> _What to produce_
Transcribe the lines of the records starting with the one that has "Pin the toilet seat, one" in it and ending with the last, and transcribe nothing else.

> _Listed records_
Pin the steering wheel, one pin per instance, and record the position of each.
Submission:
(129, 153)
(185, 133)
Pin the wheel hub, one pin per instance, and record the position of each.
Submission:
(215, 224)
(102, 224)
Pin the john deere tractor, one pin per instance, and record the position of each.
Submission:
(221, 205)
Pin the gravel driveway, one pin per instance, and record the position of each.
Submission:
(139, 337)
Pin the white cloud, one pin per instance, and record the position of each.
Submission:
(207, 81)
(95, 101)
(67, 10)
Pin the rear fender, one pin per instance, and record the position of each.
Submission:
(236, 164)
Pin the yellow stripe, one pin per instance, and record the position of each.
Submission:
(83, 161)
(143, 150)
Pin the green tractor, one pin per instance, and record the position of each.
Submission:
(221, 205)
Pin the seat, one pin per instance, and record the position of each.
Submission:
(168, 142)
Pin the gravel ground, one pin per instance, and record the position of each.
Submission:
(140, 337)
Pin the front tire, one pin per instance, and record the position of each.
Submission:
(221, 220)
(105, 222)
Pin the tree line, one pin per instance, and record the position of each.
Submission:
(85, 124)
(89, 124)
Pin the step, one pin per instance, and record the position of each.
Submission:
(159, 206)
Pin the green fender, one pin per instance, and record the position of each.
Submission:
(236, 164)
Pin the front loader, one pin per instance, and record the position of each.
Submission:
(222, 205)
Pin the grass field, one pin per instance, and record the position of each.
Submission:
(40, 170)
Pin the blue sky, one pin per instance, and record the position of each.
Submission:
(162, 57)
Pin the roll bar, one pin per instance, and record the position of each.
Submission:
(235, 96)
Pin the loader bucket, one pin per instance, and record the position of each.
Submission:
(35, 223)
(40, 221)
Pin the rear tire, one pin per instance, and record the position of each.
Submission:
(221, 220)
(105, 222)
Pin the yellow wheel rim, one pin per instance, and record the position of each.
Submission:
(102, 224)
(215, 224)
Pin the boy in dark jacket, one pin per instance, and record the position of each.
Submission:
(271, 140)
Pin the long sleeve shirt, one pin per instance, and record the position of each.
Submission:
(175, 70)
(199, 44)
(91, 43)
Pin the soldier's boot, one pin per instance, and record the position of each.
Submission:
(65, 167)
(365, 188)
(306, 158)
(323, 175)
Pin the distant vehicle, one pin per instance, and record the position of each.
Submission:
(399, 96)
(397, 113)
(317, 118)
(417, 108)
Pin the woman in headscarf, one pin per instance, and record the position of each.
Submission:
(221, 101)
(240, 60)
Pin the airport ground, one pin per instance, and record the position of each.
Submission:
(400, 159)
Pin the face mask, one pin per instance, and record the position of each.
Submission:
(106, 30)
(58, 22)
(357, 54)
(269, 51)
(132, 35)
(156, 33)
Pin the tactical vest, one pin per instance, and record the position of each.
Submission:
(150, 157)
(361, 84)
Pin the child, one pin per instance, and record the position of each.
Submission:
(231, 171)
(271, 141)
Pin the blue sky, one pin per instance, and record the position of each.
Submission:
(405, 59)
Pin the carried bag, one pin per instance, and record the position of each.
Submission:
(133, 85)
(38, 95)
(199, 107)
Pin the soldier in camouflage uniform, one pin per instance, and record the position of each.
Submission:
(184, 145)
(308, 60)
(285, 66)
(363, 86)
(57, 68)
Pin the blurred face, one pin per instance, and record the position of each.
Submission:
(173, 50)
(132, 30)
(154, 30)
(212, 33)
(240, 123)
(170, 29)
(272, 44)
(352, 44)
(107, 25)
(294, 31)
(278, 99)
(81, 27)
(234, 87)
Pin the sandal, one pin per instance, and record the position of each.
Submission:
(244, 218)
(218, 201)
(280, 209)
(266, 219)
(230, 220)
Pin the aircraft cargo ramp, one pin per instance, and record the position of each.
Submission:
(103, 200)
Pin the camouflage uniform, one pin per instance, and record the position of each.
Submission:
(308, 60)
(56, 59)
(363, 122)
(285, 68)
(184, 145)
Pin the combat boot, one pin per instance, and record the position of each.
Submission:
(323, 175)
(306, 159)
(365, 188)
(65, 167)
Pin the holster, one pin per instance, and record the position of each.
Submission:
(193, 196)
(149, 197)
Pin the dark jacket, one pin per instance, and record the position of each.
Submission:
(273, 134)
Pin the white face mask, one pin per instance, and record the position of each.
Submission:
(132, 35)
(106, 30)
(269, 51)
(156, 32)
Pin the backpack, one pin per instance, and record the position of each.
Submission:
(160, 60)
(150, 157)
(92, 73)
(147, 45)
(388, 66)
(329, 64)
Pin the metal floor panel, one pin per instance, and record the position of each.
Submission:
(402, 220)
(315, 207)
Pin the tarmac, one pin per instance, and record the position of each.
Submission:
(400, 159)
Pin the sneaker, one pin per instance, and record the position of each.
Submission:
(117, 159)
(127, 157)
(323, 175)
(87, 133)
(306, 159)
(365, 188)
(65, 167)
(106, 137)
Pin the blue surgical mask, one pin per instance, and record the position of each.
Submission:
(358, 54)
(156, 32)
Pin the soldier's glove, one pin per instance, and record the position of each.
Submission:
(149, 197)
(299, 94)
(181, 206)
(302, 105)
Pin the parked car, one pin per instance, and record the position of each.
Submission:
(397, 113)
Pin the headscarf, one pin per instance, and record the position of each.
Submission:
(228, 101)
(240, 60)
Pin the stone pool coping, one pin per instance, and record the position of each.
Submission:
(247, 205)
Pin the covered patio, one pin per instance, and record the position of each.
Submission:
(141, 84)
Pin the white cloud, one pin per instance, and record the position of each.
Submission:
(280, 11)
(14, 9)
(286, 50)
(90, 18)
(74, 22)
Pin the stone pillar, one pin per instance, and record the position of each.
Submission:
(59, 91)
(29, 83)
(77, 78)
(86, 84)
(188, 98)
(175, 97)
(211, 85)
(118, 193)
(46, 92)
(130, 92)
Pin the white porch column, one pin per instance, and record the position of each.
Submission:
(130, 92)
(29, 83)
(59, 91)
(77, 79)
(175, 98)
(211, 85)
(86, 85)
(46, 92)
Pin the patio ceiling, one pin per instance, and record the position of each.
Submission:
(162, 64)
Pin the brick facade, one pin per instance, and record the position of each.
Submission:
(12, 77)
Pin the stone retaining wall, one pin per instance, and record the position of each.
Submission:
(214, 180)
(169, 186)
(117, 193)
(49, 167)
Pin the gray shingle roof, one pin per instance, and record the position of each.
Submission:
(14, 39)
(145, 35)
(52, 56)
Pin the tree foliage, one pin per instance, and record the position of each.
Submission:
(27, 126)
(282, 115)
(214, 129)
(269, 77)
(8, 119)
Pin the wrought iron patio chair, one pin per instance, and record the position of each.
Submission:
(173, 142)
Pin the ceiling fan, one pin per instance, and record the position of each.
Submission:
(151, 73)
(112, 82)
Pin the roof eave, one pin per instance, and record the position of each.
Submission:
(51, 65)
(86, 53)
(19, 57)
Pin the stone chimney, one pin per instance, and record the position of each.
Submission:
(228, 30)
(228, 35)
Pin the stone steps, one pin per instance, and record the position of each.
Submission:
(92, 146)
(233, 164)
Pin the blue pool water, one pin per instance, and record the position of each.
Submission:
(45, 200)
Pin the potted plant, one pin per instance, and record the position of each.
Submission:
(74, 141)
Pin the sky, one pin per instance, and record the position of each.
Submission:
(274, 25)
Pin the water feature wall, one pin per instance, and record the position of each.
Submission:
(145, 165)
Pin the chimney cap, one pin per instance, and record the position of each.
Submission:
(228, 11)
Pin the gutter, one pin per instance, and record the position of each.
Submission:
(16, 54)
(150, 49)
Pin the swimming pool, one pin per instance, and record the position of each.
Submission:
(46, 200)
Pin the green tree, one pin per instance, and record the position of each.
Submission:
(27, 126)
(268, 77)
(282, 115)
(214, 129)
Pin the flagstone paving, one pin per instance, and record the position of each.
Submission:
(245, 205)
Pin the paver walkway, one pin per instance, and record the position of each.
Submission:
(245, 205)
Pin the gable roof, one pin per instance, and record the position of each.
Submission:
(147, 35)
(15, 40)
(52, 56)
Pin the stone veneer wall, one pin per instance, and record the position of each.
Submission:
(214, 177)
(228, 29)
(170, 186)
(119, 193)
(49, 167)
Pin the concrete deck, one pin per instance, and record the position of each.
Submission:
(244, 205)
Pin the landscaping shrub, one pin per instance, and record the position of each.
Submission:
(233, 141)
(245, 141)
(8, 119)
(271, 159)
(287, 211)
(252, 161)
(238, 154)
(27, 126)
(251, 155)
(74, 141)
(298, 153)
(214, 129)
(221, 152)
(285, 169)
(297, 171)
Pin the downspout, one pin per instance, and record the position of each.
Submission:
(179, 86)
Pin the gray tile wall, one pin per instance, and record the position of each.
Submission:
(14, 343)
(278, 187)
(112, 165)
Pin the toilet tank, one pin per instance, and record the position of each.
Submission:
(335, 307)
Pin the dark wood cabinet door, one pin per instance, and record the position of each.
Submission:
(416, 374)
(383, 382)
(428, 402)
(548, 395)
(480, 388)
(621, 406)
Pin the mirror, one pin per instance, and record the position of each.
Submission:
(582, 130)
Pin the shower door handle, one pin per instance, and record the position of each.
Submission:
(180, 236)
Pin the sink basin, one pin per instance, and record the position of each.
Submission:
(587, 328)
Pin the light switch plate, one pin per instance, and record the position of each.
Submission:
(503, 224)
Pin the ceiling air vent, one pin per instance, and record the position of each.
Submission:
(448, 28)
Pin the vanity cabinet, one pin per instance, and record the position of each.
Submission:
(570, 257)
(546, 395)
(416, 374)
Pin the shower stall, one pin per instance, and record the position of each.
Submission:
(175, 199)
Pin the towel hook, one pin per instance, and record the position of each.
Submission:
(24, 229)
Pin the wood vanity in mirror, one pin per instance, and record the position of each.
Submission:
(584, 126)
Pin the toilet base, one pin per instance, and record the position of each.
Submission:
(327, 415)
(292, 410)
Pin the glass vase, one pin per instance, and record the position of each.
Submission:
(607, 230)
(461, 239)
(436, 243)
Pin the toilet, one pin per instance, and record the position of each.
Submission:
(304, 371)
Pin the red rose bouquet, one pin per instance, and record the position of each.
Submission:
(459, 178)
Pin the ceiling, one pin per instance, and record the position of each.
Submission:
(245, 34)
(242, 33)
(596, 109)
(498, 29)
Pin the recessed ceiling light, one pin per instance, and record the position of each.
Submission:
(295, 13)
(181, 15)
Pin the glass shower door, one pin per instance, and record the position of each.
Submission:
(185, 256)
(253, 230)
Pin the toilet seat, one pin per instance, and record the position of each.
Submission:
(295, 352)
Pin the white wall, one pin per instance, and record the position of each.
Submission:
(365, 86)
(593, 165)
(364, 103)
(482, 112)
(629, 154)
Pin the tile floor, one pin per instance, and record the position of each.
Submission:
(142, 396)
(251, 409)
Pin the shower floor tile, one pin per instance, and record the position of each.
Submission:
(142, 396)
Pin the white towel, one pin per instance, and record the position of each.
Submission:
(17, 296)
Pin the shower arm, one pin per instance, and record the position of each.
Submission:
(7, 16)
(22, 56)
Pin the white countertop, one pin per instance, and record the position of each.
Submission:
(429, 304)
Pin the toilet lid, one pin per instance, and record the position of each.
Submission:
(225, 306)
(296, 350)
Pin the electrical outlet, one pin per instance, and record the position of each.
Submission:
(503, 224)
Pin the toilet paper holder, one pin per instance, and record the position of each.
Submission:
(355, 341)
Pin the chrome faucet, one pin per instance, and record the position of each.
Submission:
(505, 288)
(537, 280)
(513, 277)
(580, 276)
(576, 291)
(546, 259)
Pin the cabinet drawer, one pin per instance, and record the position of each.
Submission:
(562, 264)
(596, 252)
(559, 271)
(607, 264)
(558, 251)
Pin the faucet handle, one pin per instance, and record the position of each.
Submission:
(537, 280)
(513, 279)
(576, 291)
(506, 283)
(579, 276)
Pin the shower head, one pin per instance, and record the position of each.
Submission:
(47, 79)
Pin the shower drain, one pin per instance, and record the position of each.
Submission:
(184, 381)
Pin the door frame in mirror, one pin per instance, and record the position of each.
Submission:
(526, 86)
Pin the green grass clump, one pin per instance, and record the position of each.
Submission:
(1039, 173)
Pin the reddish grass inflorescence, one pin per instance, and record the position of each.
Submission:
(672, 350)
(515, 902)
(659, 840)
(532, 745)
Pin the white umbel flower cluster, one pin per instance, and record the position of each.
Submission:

> _Problem solution_
Pin the toilet seat, one pin per instance, and record the position of each.
Submission:
(295, 352)
Pin the white wall, one pin per instance, and record the position of each.
Submission:
(365, 86)
(593, 165)
(364, 103)
(482, 112)
(629, 154)
Pin the tile floor, one pin per instance, and record the position of each.
Submission:
(142, 396)
(251, 409)
Pin the shower floor tile, one pin per instance, and record the position of each.
Submission:
(142, 396)
Pin the white towel, one pin per instance, and record the position of each.
Submission:
(17, 296)
Pin the shower arm, one pin per instance, and record the position of each.
Submission:
(7, 16)
(22, 56)
Pin the white countertop, one pin per instance, and record the position of each.
Submission:
(429, 304)
Pin the toilet lid, one pin per instance, and record the position of each.
Submission:
(225, 306)
(296, 350)
Pin the electrical outlet, one pin per instance, and record the position of each.
Submission:
(503, 224)
Pin the toilet paper holder, one pin per instance, and record the position of each.
Submission:
(355, 341)
Pin the chrome faucet, one pin per instance, and record the position of each.
Submission:
(505, 288)
(537, 280)
(513, 277)
(580, 276)
(576, 291)
(546, 259)
Pin the cabinet drawer, one pin per instance, and record the position of each.
Submission:
(562, 264)
(596, 252)
(559, 271)
(607, 264)
(558, 251)
Pin the faucet handle, one pin per instance, and record the position of each.
Submission:
(537, 280)
(513, 279)
(576, 291)
(506, 283)
(579, 276)
Pin the shower head, one pin per instance, and record the position of each.
Submission:
(47, 79)
Pin the shower drain, one pin per instance, and record the position of each.
Submission:
(184, 381)
Pin the door frame in mirror, one pin per instance, and record the position of each.
Submission:
(526, 86)
Pin the green grass clump, one pin per instance, and record the position of each.
Submission:
(1039, 173)
Pin the reddish grass inflorescence, one pin per instance, and record the position of each.
Submission:
(672, 350)
(515, 902)
(659, 840)
(532, 745)
Pin the white umbel flower cluster, one pin per instance, and record the position of each.
Submission:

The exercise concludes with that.